*Job*: How many lines in the material below contain the string "trunk", with case counting? Give only the number.

─── Provided material

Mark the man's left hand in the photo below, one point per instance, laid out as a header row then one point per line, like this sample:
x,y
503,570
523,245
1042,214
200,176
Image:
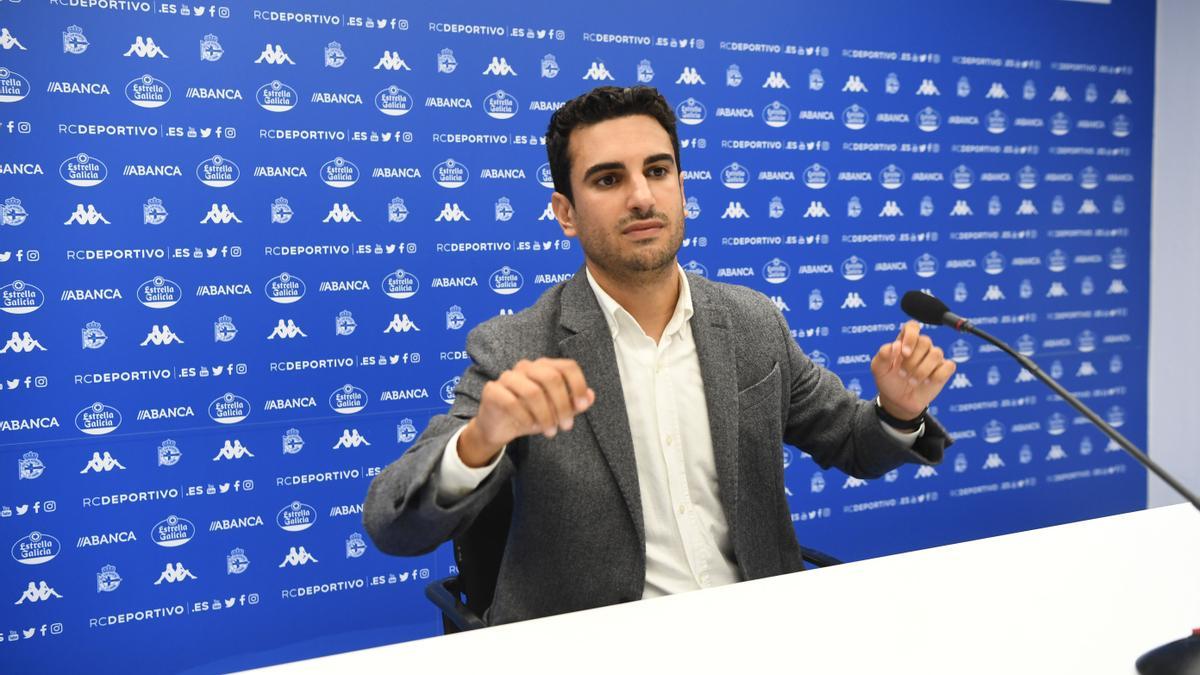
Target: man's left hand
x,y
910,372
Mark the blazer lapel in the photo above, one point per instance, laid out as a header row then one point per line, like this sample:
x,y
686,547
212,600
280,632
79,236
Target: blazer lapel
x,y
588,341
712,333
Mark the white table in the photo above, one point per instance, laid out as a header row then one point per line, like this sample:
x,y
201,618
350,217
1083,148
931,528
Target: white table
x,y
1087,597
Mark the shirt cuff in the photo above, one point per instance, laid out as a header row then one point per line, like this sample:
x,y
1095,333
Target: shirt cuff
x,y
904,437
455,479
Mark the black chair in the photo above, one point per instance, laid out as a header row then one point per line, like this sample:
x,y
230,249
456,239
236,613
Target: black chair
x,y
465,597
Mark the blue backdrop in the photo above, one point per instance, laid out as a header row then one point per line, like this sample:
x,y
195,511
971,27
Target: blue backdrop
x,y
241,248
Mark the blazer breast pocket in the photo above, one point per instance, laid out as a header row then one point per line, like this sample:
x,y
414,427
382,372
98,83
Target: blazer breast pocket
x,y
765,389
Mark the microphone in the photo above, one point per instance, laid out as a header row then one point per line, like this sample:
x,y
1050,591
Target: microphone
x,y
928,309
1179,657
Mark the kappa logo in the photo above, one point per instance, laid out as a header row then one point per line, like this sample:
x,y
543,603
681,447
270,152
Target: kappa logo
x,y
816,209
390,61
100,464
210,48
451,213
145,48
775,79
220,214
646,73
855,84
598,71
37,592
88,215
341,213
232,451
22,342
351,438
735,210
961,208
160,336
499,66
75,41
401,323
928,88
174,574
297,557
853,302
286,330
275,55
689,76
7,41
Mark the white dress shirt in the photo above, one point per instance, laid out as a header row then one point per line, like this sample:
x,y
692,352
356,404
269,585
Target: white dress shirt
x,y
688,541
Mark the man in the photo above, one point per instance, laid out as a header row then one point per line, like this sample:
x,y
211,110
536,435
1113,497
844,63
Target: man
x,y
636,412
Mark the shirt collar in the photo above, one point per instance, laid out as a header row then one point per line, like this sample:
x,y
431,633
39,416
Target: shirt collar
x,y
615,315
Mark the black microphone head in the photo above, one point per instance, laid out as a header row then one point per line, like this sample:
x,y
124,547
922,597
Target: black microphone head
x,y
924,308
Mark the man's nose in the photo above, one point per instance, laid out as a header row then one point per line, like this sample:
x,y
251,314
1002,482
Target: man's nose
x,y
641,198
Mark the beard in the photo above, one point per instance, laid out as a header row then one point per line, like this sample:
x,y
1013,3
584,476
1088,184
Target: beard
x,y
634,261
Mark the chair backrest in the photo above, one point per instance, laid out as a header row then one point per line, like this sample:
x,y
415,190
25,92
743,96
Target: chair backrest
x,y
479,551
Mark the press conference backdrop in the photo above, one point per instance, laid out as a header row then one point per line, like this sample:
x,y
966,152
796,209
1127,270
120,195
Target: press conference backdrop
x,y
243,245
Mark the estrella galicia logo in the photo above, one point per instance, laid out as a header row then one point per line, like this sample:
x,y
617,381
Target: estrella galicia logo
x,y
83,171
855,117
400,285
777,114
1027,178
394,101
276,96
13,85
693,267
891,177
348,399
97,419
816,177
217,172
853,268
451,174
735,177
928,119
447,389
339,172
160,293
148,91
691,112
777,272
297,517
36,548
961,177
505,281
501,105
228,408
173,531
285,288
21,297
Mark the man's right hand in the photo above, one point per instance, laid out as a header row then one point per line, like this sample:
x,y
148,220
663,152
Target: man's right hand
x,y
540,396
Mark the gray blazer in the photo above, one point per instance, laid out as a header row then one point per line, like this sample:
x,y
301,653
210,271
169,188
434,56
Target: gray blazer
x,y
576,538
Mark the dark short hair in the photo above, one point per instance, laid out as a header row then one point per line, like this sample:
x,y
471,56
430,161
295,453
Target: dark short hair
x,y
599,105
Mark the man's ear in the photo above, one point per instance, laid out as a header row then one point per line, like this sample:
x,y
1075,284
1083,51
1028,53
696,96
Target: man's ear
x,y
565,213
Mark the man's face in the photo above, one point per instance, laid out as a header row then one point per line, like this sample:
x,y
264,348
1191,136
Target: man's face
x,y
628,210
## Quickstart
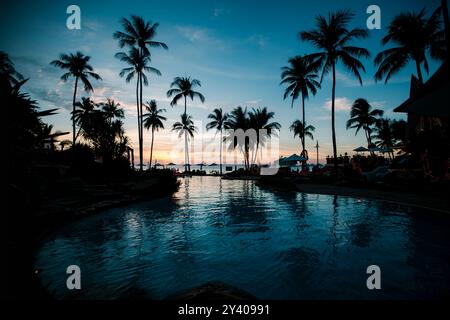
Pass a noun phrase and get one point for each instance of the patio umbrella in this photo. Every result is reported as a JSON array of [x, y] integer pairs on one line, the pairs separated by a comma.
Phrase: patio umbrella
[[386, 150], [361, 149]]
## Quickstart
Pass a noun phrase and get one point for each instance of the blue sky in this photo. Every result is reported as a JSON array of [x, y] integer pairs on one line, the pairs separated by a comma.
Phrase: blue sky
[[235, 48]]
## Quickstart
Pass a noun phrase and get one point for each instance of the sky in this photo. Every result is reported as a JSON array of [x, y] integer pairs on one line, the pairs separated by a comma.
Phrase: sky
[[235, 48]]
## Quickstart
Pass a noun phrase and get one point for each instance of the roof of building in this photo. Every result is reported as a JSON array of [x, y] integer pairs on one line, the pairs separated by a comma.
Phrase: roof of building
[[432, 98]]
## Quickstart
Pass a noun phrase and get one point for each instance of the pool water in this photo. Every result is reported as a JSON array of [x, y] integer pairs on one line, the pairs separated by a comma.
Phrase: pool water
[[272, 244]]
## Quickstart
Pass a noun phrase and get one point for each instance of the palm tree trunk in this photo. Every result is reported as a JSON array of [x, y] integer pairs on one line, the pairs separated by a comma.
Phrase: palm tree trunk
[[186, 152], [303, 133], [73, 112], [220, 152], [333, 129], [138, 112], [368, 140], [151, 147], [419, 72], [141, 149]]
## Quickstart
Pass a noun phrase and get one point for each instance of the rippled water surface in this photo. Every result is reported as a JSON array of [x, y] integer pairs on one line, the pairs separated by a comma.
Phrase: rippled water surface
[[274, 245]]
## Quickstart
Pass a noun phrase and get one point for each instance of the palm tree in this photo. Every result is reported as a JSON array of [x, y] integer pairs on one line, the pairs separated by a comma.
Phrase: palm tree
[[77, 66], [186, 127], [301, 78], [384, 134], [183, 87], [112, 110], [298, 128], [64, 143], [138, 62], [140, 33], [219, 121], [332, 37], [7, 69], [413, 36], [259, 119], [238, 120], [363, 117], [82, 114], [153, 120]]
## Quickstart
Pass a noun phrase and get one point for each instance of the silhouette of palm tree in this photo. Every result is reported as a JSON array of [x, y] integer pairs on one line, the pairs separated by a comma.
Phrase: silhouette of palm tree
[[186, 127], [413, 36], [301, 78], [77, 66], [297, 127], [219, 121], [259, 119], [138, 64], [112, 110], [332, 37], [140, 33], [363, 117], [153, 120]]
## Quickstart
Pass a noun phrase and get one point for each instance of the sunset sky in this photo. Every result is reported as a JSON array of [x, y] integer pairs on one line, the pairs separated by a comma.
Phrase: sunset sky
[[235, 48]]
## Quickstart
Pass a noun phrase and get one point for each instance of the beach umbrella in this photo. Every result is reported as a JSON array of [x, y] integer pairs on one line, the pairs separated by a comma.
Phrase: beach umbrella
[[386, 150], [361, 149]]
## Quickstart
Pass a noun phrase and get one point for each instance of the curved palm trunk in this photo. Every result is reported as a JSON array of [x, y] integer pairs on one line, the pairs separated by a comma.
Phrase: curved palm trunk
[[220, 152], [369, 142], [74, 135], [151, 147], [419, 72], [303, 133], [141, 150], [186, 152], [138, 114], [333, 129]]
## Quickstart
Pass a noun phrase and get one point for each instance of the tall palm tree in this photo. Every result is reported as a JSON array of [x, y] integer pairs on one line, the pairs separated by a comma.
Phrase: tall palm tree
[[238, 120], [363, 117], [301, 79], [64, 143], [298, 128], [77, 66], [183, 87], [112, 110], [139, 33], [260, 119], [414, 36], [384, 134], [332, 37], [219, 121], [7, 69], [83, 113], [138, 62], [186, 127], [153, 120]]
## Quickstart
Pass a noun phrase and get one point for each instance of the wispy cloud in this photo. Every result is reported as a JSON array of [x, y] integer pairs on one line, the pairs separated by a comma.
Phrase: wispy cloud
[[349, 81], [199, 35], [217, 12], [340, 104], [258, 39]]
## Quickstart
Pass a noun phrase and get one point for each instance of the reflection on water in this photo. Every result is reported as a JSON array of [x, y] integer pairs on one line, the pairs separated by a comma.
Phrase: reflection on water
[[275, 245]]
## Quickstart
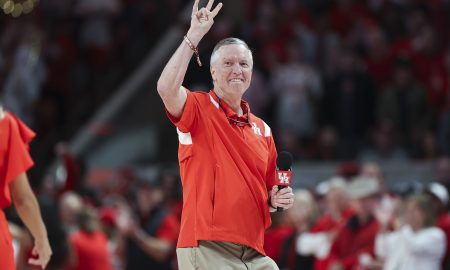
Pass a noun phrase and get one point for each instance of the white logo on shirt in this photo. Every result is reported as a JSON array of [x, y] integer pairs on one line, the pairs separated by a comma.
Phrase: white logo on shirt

──────

*Task response*: 4